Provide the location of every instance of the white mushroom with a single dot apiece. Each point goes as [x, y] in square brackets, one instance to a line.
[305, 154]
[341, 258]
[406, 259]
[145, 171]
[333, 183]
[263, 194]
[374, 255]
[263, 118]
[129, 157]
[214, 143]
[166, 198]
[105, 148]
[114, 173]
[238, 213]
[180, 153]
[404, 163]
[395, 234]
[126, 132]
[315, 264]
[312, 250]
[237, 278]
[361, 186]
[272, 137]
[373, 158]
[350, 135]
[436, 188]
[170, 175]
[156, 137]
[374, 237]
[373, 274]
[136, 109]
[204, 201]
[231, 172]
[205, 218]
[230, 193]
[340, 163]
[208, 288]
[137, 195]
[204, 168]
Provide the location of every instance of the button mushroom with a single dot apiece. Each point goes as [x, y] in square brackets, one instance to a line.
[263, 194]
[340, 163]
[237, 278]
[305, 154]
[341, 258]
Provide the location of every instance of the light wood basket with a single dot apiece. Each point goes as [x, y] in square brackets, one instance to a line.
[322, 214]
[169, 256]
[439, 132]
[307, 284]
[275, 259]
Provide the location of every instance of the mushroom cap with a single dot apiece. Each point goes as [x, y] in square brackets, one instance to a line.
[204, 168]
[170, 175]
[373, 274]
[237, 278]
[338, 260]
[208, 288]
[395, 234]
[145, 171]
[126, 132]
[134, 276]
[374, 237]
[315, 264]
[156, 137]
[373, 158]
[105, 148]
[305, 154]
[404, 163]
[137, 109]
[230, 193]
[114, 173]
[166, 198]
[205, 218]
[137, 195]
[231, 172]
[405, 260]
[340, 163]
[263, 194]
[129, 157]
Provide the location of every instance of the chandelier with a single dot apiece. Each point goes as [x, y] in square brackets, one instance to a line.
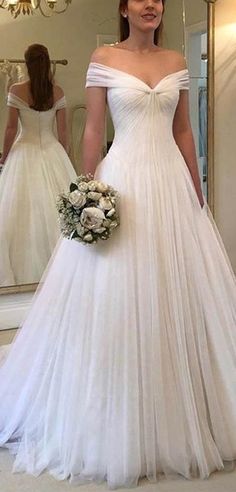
[45, 7]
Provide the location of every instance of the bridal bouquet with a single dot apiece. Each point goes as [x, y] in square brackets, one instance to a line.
[88, 212]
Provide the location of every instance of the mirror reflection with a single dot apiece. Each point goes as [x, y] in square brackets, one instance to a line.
[90, 25]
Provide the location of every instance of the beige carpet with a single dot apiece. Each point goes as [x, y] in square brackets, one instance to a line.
[219, 482]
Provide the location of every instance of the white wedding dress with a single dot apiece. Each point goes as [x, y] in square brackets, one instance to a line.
[37, 169]
[126, 364]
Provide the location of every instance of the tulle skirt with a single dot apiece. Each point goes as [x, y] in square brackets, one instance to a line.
[125, 365]
[29, 227]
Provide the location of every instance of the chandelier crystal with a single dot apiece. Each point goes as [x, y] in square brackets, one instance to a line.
[27, 7]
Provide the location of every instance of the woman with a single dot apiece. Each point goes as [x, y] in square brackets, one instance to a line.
[133, 371]
[36, 168]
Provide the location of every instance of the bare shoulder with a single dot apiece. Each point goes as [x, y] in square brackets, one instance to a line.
[173, 59]
[57, 92]
[101, 55]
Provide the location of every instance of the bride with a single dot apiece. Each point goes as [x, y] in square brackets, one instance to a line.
[125, 365]
[36, 167]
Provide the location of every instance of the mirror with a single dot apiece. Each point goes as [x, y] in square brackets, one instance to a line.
[90, 24]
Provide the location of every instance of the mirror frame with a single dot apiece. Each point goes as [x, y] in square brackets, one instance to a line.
[210, 130]
[210, 102]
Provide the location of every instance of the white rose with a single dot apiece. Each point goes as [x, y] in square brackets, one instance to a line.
[77, 199]
[100, 230]
[92, 218]
[111, 212]
[105, 204]
[106, 223]
[83, 186]
[113, 224]
[93, 195]
[92, 185]
[102, 187]
[88, 238]
[80, 230]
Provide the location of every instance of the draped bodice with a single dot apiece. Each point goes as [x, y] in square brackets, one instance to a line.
[139, 111]
[36, 127]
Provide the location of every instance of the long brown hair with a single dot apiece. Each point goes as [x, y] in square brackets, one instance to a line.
[124, 23]
[41, 81]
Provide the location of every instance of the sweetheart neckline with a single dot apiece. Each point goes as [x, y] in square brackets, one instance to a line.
[137, 78]
[32, 109]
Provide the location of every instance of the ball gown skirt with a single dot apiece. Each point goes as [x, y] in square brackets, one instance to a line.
[125, 365]
[36, 170]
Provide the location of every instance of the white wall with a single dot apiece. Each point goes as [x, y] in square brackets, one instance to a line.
[225, 125]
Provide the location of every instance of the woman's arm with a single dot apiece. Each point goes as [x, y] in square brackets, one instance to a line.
[184, 139]
[94, 128]
[10, 132]
[62, 128]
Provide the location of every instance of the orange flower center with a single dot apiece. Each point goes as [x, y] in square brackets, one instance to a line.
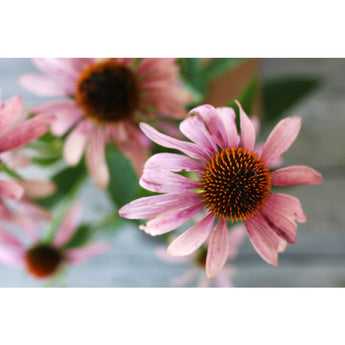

______________________________

The problem ::
Leaving the pictures aside, write out only the lines from the one containing "Provide the location of every instance of the woman's" through the end of the material, exactly as they stand.

Answer ::
Provide the location of every instance of the woman's arm with a single dot apiece. Each point goes as [x, y] in square brackets, one instance to a line.
[184, 139]
[94, 128]
[10, 132]
[62, 128]
Provide the location of every instance of the orange flower center with a single dot apiece. Each point goes as [x, y] in square brackets, one instance to a line.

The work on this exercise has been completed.